**TEXT EXCERPT:**
○ ○ ○ ○ ○

I speak to her 90% in Spanish and my partner about 30-50% in Spanish. She was at an all-Spanish daycare from 7-14 months and is now at an English-speaking nursery with a few (but not exclusively native-Spanish speaking teachers who mostly address her in English. They do some singing and books in Spanish but it's minimal and I worry about the opposite: that her English skills are far surpassing her Spanish skills.
With both languages we've found that her vocabulary has increased immensely by reading lots of books to her, taking care to find ones that she is into (and wants to read over and over again) with the reading level/vocab at a slightly higher level than where she's at. It has not happened overnight, but she constantly rises to the challenge of getting the pronunciation and the context and meaning. Whatever language it's in, I (or she) will translate words, sentences, or story beats/moments into the other language. One example of this is the writer Beatrix Potter (Peter Rabbit, Benjamin Bunny, etc). The books are a bit dated but she's really into the stories and now can recite about ⅔ of the text as we read, including a lot of the bigger 3-4 syllable words. Mind you, we've read some of these books at least 50 times.

○ ○ ○ ○ ○

**DATA ENTRIES:**
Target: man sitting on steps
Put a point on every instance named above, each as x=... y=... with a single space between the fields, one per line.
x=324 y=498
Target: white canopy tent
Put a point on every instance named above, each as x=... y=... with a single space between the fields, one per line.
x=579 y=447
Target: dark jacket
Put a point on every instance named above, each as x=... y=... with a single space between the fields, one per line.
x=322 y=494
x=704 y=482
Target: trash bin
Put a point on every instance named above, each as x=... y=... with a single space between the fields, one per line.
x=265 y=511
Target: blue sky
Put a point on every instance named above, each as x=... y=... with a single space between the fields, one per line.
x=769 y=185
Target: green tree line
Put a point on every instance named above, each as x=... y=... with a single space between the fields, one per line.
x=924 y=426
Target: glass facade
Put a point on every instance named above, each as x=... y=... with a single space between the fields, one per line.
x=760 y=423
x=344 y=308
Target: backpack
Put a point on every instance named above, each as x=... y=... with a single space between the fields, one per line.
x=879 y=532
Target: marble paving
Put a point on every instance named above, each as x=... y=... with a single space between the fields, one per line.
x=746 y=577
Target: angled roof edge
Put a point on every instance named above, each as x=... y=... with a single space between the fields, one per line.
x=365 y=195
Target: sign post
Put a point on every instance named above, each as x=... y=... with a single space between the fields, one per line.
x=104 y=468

○ ○ ○ ○ ○

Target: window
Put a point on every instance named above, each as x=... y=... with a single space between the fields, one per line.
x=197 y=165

○ ○ ○ ○ ○

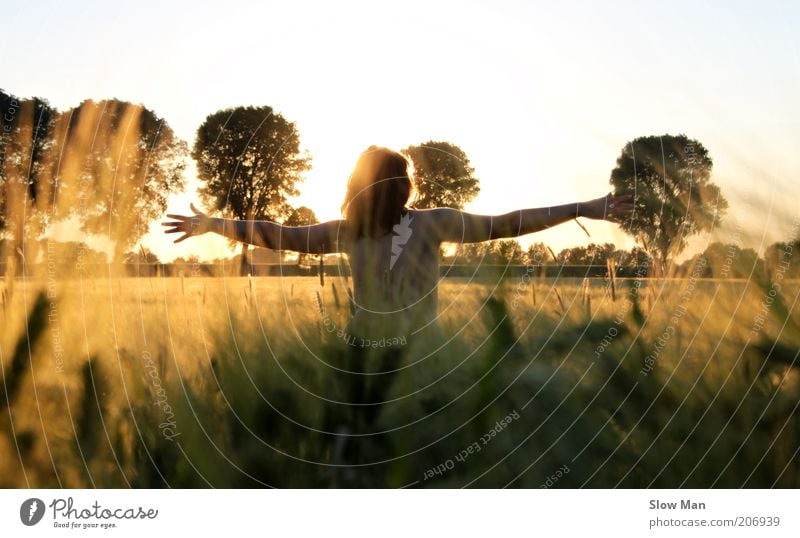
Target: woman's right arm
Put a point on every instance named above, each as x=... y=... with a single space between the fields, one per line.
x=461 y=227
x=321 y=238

○ ○ ○ ○ ○

**TASK REQUIREMENTS:** The text describes a child learning Spanish and English. List the things it says the parent or child translates into the other language.

**TASK OUTPUT:**
- Words
- Sentences
- Story beats/moments